> [PASSAGE GIVEN]
Office of Research and Development Publications

The National Ambient Air Monitoring Stategy: Rethinking the Role of National Networks

Citation:

SCHEFFE, R., P. A. SOLOMON, R. Husar, T. HANLEY, M. SCHMIDT, M. Koerber, AND M. Gilroy. The National Ambient Air Monitoring Stategy: Rethinking the Role of National Networks. JOURNAL OF THE AIR & WASTE MANAGEMENT ASSOCIATION. Air & Waste Management Association, Pittsburgh, PA, 59(5):579-590, (2009).

Impact/Purpose:

The National Exposure Research Laboratory′s (NERL) Human Exposure and Atmospheric Sciences Division (HEASD) conducts research in support of EPA′s mission to protect human health and the environment. HEASD′s research program supports Goal 1 (Clean Air) and Goal 4 (Healthy People) of EPA′s strategic plan. More specifically, our division conducts research to characterize the movement of pollutants from the source to contact with humans. Our multidisciplinary research program produces Methods, Measurements, and Models to identify relationships between and characterize processes that link source emissions, environmental concentrations, human exposures, and target-tissue dose. The impact of these tools is improved regulatory programs and policies for EPA.

> [WRITTEN TASK 1] Copy the entries word for word, from the line containing "Identify one point on each instance of the man sitting" through the end of the entries.

> [Pointing and labeling entries]
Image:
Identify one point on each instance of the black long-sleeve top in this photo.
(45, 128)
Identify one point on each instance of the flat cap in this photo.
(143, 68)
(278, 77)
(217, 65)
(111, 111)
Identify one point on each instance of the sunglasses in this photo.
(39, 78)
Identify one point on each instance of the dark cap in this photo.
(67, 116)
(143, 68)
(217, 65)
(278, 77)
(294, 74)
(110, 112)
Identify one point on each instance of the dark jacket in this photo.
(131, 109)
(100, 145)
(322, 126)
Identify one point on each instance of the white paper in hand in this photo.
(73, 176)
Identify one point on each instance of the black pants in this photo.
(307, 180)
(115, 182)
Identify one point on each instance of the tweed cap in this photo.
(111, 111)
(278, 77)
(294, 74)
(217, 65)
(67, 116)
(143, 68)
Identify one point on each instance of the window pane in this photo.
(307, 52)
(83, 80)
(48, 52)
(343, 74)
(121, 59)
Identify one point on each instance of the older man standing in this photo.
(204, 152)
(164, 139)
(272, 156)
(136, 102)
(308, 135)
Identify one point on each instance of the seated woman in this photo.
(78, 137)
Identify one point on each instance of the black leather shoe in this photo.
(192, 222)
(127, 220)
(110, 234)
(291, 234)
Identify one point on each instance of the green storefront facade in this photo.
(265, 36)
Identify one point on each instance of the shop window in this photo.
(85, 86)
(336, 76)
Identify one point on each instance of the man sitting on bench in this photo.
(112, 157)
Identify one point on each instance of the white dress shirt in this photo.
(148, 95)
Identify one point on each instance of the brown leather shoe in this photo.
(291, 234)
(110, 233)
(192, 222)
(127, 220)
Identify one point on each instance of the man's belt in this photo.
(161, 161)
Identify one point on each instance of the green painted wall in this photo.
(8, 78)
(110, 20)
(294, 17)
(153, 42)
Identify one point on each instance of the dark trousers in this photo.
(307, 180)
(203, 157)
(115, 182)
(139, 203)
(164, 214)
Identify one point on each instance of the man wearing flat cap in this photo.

> [WRITTEN TASK 2]
Say whether each statement agrees with the publication summary, answering yes or no and quoting the words from the publication summary that decide it.
(a) The citation gives the journal volume as 59.
(b) HEASD's research program supports Goal 2 of EPA's strategic plan.
(c) The article appeared in 2009.

> [TASK OUTPUT 1]
Identify one point on each instance of the man sitting on bench in this photo.
(112, 157)
Identify one point on each instance of the white dress shirt in this photo.
(148, 95)
Identify one point on each instance of the brown leather shoe in this photo.
(291, 234)
(110, 233)
(192, 222)
(127, 220)
Identify one point on each instance of the man's belt in this photo.
(161, 161)
Identify one point on each instance of the green painted wall in this photo.
(8, 78)
(110, 20)
(294, 17)
(153, 42)
Identify one point on each instance of the dark trousers in this photo.
(307, 180)
(203, 157)
(115, 182)
(139, 203)
(164, 214)
Identify one point on each instance of the man wearing flat cap in this photo.

> [TASK OUTPUT 2]
(a) Yes: "59(5):579-590"
(b) No: "HEASD′s research program supports Goal 1 (Clean Air) and Goal 4 (Healthy People) of EPA′s strategic plan."
(c) Yes: "(2009)"